------ Text passage ------

See also 1995 in birding and ornithology, main events of 1996 and 1997 in birding and ornithology

Worldwide
 41 Northern bald ibises, a fifth of the known world population, die in Morocco of unknown causes.

New species
See also Bird species new to science described in the 1990s

 The cryptic warbler (Cryptosylvicola randrianasoloi) from Madagascar is first described.

Taxonomic developments
To be completed

Ornithologists

Deaths
 21 May - Bobby Tulloch (born 1929)

Europe

Britain

Breeding birds
 The only breeding pair of golden eagles in England hatch a chick for the first time in three years at Haweswater.
 580 singing male corncrakes are counted, up from 537 in 1995.
 The first inland breeding of avocets in modern times takes place at a site in London. However breeding success at coastal colonies in East Anglia is poor.
 A pair of hoopoes successfully breed in Mid Wales.

Migrant and wintering birds
 Thousands of waxwings are seen across Britain in the first few months of the year.
 Large numbers of little stints and curlew sandpipers pass through during the autumn.

Rare birds
 A second-calendar year south polar skua (Stercorarius maccormicki) was at West Bexington, Dorset from 27 January to 4 February 1996. The species nests on the Antarctic continent, and during the non-breeding season covers large distances, including as far as the northern oceans. It was added to the British list in August 2021.
 A redhead in Nottinghamshire in March is Britain's first
 An American coot at Stodmarsh, Kent in April is Britain's first
 An indigo bunting on Ramsey Island, Pembrokeshire in October is Britain's first
 A cedar waxwing in Nottingham in February is Britain's second, but the first to be seen by large numbers of observers
 A great knot on Teesside in October is Britain's second, but the first to be seen by large numbers of observers
 A Caspian plover in Shetland in June is Britain's fourth
 A calandra lark on the Isles of Scilly in April is Britain's fifth
 During October, the Isles of Scilly also hosted two black-and-white warblers and Britain's sixth buff-bellied pipit
 A Spanish sparrow arrives in Cumbria in July to begin a year-long stay; few observers had seen this species in Britain previously
 The influx of Arctic redpolls of the race exilipes which began in late 1995 continued, and became the largest recorded invasion of this species into the country

Other events
 Thousands of seabirds are killed by an oil spill when the Sea Empress oil tanker runs aground in Pembrokeshire in February.

------ Data entries ------

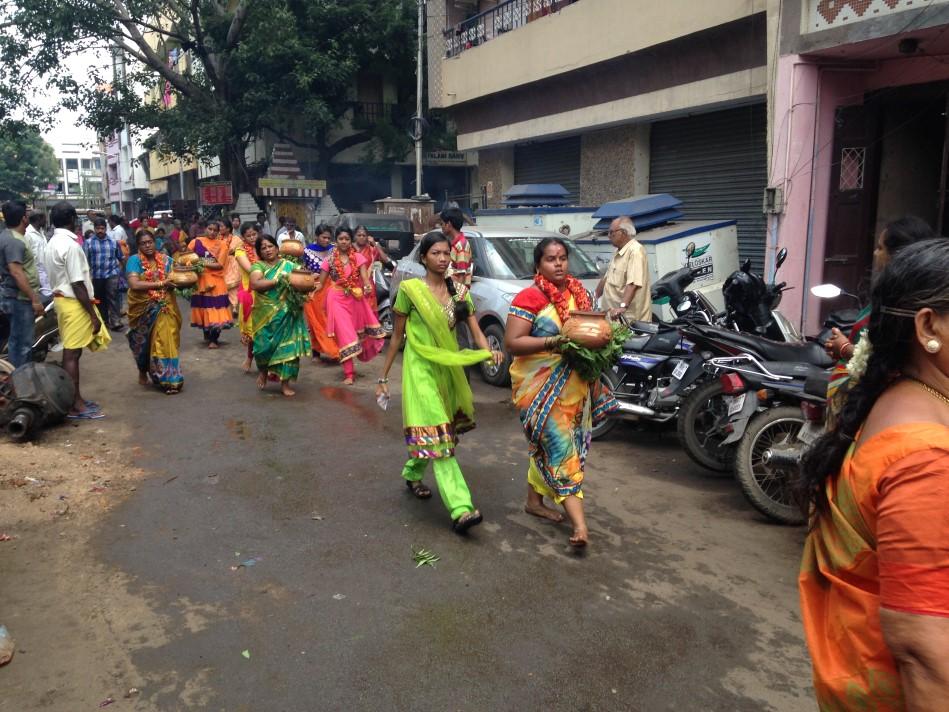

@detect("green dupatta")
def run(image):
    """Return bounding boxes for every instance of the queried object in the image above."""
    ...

[399,279,491,440]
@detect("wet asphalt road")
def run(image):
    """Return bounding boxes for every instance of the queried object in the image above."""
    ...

[3,308,813,712]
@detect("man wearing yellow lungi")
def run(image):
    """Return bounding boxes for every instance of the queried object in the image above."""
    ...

[44,201,112,420]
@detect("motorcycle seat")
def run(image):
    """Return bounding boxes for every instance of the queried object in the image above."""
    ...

[727,331,834,368]
[761,361,828,382]
[623,334,652,353]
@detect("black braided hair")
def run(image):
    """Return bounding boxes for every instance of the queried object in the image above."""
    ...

[794,238,949,517]
[418,230,471,324]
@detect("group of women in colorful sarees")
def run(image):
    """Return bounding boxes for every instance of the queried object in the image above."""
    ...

[121,220,387,396]
[377,231,618,548]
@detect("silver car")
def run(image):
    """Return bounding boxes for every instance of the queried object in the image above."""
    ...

[391,227,600,386]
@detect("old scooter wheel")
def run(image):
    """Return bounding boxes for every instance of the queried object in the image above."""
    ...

[735,405,807,524]
[676,379,735,477]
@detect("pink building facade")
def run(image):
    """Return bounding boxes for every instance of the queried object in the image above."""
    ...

[767,0,949,333]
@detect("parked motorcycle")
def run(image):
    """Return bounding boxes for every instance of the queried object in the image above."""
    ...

[0,300,59,363]
[706,354,830,524]
[372,266,395,338]
[592,267,715,440]
[677,323,833,472]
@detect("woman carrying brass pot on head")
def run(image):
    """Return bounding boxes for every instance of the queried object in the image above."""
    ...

[250,235,310,397]
[318,226,385,386]
[125,229,184,395]
[504,237,618,548]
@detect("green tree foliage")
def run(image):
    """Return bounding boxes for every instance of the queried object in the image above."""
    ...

[0,125,59,200]
[0,0,416,189]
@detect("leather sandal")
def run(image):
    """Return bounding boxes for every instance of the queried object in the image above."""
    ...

[451,509,484,534]
[405,480,432,499]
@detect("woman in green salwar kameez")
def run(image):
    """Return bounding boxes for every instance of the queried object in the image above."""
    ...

[250,235,310,397]
[376,231,504,534]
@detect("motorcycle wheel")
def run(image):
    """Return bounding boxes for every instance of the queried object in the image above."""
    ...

[590,371,619,440]
[379,307,395,339]
[676,380,735,477]
[735,406,807,524]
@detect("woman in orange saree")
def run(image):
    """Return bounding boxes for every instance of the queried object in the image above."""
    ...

[798,238,949,712]
[190,220,233,349]
[303,225,339,361]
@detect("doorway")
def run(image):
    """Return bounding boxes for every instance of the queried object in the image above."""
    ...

[823,82,949,302]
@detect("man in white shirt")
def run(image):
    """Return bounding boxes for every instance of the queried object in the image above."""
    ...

[596,218,652,322]
[23,211,53,303]
[44,201,112,420]
[277,218,306,247]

------

* Given task *
Print the 1996 birding and ornithology passage word for word, starting with "Breeding birds" and going on through "in Mid Wales.".

* Task answer *
Breeding birds
 The only breeding pair of golden eagles in England hatch a chick for the first time in three years at Haweswater.
 580 singing male corncrakes are counted, up from 537 in 1995.
 The first inland breeding of avocets in modern times takes place at a site in London. However breeding success at coastal colonies in East Anglia is poor.
 A pair of hoopoes successfully breed in Mid Wales.